## SET TASKS
1. In the blog excerpt, condense the paragraph beginning "Well, I'm hoping to write one or two more entries" into a short bulleted list that keeps its main facts.
2. Recast the entries as a numbered list, covering everything from the line that contains "any fence post" down to the line that contains "[0,292,245,394]" and nothing else, with any blank lines omitted.

## SOURCE EXCERPT
● ● ● ●

I would be very interested in hearing how others answer these questions as they examine their own lives. Any takers?
February Books
Well, I’m hoping to write one or two more entries before I take off for my wedding/honeymoon. Apart from this book update, I’m hoping to write a post on the topic of “losing perspective” and might post a copy of a sermon I preached on Lk 24.1-12 last weekend (if I find the time). Then I’ll be heading away to Toronto and then Fiji and Australia for the next month, so don’t expect too many more entries before the end of March (when I get back to Vancouver). Anyway, here are February’s books:
1. Jesus, the Tribulation, and the End of Exile: Restoration Eschatology and the Origin of the Atonement by Brant Pitre.
This is easily one of the most exciting books I have read in some time. Within this book, Pitre argues that Jesus spoke and acted on the basis of Jewish expectation regarding the (two-stage) eschatological tribulation and the (inextricably) connected expectation of the end of exile and the restoration of all twelve tribes of Israel (thus, Pitre follows Wright in exploring the motif of the “end of exile,” but he thinks Wright is wrong to argue that the Babylonian exile is still ongoing at the time of Jesus; rather, it is the Assyrian exile that is still ongoing, as the ten northern tribes have still not returned and Israel as a whole as not been restored). Pitre summarizes his conclusions in this way:
In short, Jesus taught that the tribulation had in some way begun with the death of John the Baptist as “Elijah” and that it was Jesus’ own mission to set in motion the “Great Tribulation” that would precede the coming of the Messiah and the restoration of Israel. In fact, he even taught that he would die in this tribulation, and that his death would function as an act of atonement that would bring about the End of the Exile, the return of the dispersed tribes from among the nations, and the coming of the kingdom of God.
There is a whole lot that could be said about this book — and I actually intend to write a series about this book in conjunction with another blogger — so for now I’ll just say that this book is highly recommended reading for all those who are interested in the historical Jesus.
2. Religion and Empire: People, Power, and the Life of the Spirit by Richard A. Horsley.

● ● ● ●

## TASK INPUT
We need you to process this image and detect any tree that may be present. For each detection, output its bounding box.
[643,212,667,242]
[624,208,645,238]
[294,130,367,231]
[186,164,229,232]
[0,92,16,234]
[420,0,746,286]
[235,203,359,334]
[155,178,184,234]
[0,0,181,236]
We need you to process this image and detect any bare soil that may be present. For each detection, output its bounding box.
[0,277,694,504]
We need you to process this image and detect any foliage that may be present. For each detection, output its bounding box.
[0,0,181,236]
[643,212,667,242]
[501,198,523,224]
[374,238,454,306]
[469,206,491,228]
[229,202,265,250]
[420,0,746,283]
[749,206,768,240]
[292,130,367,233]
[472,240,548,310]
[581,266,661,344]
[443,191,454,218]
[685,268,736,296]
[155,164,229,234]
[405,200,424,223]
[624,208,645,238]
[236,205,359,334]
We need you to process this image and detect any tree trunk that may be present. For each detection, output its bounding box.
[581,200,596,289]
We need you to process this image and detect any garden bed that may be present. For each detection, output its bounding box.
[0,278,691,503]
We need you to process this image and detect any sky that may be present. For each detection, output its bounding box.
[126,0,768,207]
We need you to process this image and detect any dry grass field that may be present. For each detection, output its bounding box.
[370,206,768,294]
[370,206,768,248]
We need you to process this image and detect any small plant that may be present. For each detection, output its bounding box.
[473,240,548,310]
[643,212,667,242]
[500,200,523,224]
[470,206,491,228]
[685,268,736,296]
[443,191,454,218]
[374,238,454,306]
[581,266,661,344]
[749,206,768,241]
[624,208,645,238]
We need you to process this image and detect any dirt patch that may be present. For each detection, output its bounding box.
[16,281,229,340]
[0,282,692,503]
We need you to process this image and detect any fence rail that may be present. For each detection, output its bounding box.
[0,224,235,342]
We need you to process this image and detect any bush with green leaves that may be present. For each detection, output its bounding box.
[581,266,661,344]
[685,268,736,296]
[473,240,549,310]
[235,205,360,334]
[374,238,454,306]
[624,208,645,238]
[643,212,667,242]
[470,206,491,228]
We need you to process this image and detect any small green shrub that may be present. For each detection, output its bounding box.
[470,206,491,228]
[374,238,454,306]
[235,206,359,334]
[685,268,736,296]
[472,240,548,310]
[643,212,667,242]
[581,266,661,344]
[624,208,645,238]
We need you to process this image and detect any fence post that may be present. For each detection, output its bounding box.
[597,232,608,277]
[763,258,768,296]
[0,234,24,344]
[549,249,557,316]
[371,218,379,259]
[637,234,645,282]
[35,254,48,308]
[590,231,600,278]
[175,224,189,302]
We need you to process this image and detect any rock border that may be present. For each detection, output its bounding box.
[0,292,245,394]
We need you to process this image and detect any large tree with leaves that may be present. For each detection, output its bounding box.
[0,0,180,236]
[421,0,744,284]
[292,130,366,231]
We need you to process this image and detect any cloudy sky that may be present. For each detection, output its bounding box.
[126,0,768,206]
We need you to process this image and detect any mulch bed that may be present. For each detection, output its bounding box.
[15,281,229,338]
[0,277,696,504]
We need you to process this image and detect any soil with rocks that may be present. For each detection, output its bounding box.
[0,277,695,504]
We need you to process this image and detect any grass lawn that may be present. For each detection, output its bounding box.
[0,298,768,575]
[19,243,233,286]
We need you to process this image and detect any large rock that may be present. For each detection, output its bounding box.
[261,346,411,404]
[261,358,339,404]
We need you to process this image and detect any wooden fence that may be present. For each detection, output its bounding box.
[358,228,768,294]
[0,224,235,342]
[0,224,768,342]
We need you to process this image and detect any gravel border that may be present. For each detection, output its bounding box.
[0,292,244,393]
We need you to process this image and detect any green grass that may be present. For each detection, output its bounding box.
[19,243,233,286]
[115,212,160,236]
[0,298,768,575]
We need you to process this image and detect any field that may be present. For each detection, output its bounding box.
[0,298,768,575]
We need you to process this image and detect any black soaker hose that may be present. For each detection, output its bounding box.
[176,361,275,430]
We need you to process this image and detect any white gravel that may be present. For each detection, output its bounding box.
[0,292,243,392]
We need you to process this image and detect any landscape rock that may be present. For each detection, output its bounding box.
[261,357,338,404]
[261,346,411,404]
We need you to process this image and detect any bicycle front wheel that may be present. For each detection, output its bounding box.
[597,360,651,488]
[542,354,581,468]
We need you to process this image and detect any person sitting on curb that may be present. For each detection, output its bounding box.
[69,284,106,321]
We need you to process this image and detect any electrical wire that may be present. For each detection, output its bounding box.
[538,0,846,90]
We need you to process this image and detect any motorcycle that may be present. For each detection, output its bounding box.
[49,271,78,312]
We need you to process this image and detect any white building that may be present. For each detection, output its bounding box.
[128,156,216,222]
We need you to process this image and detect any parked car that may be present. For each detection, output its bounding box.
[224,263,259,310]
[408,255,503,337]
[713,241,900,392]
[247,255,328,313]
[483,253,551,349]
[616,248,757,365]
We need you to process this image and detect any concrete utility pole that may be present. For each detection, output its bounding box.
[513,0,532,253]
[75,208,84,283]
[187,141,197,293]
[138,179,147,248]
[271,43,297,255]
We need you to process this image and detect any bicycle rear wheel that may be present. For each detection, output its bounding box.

● ● ● ●

## SOLUTIONS
1.
- One or two more entries are planned before leaving for a wedding and honeymoon.
- Besides this book update, a post on "losing perspective" is planned, and possibly a copy of a sermon preached last weekend on Lk 24.1-12, if time allows.
- The trip goes to Toronto, then Fiji and Australia, for the next month.
- Few further entries should be expected before the return to Vancouver at the end of March.
- February's books follow.

2.
1. We need you to process this image and detect any fence post that may be present. For each detection, output its bounding box.
2. [597,232,608,277]
3. [763,258,768,296]
4. [0,234,24,344]
5. [549,249,557,316]
6. [371,218,379,259]
7. [637,234,645,282]
8. [35,254,48,308]
9. [590,231,600,278]
10. [175,224,189,302]
11. We need you to process this image and detect any rock border that may be present. For each detection, output its bounding box.
12. [0,292,245,394]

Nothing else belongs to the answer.